====== DATASET RECORDS

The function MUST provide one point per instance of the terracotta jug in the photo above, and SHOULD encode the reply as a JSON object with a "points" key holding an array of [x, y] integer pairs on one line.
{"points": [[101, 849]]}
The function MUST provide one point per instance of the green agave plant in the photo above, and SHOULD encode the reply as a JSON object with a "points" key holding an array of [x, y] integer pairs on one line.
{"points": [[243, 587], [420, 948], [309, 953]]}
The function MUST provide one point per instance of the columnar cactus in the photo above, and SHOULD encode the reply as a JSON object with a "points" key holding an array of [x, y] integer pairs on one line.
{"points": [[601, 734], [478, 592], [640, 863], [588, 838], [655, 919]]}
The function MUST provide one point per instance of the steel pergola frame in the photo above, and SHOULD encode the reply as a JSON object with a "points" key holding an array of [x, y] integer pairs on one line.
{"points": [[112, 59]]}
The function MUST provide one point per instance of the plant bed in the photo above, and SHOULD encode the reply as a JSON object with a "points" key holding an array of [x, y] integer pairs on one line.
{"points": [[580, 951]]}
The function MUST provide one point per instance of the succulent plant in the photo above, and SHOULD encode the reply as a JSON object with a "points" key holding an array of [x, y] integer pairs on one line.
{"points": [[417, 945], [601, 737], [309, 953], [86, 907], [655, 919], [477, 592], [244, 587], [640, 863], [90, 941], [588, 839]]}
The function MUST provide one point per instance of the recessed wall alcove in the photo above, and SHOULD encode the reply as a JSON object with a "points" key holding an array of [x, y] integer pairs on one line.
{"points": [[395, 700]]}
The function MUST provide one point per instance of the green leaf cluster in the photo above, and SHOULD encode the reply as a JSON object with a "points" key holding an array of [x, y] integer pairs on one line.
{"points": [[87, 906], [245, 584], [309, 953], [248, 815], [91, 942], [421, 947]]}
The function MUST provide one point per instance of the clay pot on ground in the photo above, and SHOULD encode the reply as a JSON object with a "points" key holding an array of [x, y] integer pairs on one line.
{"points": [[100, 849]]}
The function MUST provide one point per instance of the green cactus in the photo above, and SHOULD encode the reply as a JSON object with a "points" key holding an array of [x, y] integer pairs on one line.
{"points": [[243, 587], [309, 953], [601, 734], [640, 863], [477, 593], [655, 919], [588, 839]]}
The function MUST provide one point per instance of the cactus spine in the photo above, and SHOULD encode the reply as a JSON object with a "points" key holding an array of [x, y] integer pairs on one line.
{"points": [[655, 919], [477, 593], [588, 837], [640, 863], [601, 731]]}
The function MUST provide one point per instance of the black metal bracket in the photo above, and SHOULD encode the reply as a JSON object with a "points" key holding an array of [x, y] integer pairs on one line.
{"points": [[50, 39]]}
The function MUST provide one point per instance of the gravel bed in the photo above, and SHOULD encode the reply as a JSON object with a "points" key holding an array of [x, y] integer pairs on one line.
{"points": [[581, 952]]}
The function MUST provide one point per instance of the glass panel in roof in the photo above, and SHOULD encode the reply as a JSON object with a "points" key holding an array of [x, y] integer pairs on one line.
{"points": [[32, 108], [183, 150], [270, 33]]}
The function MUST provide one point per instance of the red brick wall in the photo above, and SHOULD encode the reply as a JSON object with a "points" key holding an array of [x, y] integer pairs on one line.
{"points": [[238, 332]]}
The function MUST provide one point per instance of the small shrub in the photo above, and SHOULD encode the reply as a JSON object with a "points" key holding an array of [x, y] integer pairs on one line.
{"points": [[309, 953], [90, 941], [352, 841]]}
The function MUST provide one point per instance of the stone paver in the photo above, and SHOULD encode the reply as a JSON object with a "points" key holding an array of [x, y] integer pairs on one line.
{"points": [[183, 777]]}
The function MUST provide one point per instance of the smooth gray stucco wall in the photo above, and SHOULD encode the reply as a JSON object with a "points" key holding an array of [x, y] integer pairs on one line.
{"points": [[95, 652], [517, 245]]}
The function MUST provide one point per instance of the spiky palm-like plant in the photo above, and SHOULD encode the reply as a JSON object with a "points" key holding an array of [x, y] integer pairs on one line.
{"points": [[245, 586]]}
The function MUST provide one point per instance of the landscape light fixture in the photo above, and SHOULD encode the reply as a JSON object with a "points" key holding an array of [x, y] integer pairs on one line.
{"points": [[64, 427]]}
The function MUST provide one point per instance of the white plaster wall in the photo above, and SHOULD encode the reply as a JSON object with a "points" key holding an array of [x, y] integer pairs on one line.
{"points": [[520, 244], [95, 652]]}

============

TO DO. I would like you to return every entry exactly, with nothing changed.

ANSWER FOR THIS EXERCISE.
The function MUST provide one point per instance of the terracotta jug in the photo above, and SHOULD encode the reply as a JSON object with a "points" key holding an array of [x, y] integer pairs on one line.
{"points": [[101, 849]]}
The function MUST provide one point per instance of the green agave plant in the photo above, and SHOULD encode the reply as a JSON object with a "points" key holding an array of [x, y] integer pairs on one line.
{"points": [[243, 587], [420, 948], [309, 953]]}
The function MUST provide one point per instance of the columnar cactus in the photo above, and SHOULD encode the reply as a JSON object with a "points" key holding an array of [x, y] integer pairs on one line.
{"points": [[601, 734], [478, 592], [640, 863], [588, 838], [655, 919]]}
The function MUST provide one point per instance of the steel pergola frame in the photo above, and SHOULD encode the reply as a JSON object with a "points" key holding an array of [x, y] integer pairs on one line.
{"points": [[112, 59]]}
The function MUST provide one point per instance of the plant bed in the photo above, and SHOULD encode the reply as a JSON object with a "points" key holding an array of [x, y] integer pairs on one line.
{"points": [[580, 951]]}
The function MUST provide one point per instance of the succulent plant in the photo above, and SHOULD encode the reply as a JSON object with a "points" key holding an array of [x, y] integer pairs on one line.
{"points": [[417, 945], [601, 737], [309, 953], [86, 907], [655, 919], [477, 592], [244, 587], [640, 863], [90, 941], [588, 839]]}
The function MUST provide one point per instance of the recessed wall alcove in the photo above, and SHOULD encode the reply as a JSON object with a "points" key holding an array of [x, y] integer pairs on one line.
{"points": [[395, 700]]}
The function MUST provide one point per instance of the green leaf cluster in the photo above, and SHOULD encode the reply as a JSON object with a "points" key holding an array of [x, y] integer pairs on one line.
{"points": [[87, 906], [245, 584], [309, 953], [248, 815], [91, 942], [421, 947]]}
The function MUST provide one point per instance of the clay pot on ground in the photo above, and SHOULD encode the reply as a JSON object with a "points" key holding an array of [x, y] integer pairs on one line.
{"points": [[100, 849]]}
The function MUST provide one point per instance of the green cactus in the photo above, and SHOULD encode the reply as a JSON object with a "points" key holding an array of [x, y] integer pairs on one line.
{"points": [[243, 587], [309, 953], [601, 734], [640, 863], [477, 593], [655, 919], [588, 839]]}
The function MUST provide one point per instance of the cactus spine in the photo above, and SHOULD encode the reply as a JSON object with a "points" key holding an array of [x, y] integer pairs on one line.
{"points": [[655, 919], [477, 593], [588, 837], [640, 863], [601, 731]]}
The function MUST provide one point per instance of the black metal bracket in the photo above, and SHOULD encode the reply as a JSON object with a "points" key holding an array of [x, y] integer pairs on one line.
{"points": [[50, 39]]}
The function MUST provide one point per instance of the gravel bed in the photo above, and SHOULD encode the reply as a JSON object with a "points" key holding an array of [x, y] integer pairs on one line.
{"points": [[581, 952]]}
The function MUST provide one point per instance of the glass panel in roof in the photo above, and SHOULD encode the reply as a JSON object with a "points" key holding an array of [x, y] integer pairs on one line.
{"points": [[32, 108], [183, 150], [270, 33]]}
The function MUST provide one point per instance of the red brick wall in the photo above, and SHOULD encode the reply as a JSON object with a "points" key holding an array of [x, y] integer pairs on one line.
{"points": [[238, 332]]}
The function MUST provide one point per instance of the small shrub in the photo above, and SHOULD encode the reply as a JSON object with a "points" key holding an array of [x, y] integer pairs on one line.
{"points": [[309, 953], [90, 941], [352, 841]]}
The function MUST provide one point per instance of the stone paver in the photo above, and SHOULD encode the reply as a JSON object with a "points" key holding an array of [x, y] integer pairs on one line.
{"points": [[183, 777]]}
The function MUST provide one point per instance of the smooth gray stucco wall in the photo above, and SHOULD encode the reply as a JSON object with a "points" key holding an array of [x, y] integer pairs on one line.
{"points": [[95, 652], [517, 245]]}
The function MUST provide one point per instance of the spiky palm-like plant in the photo above, and SHOULD encode the reply as a JSON object with a "points" key holding an array of [x, y] integer pairs on one line.
{"points": [[245, 586]]}
The function MUST provide one point per instance of the landscape light fixture in the photo above, and SHOULD encode the reply as a JSON object with a "points" key holding an array of [x, y] integer pairs on one line.
{"points": [[64, 427]]}
The function MUST provide one point per instance of the white plaster wall in the photo above, and SHOULD encode the reply as a JSON object with a "points" key holding an array of [x, y] integer pairs on one line.
{"points": [[520, 244], [95, 652]]}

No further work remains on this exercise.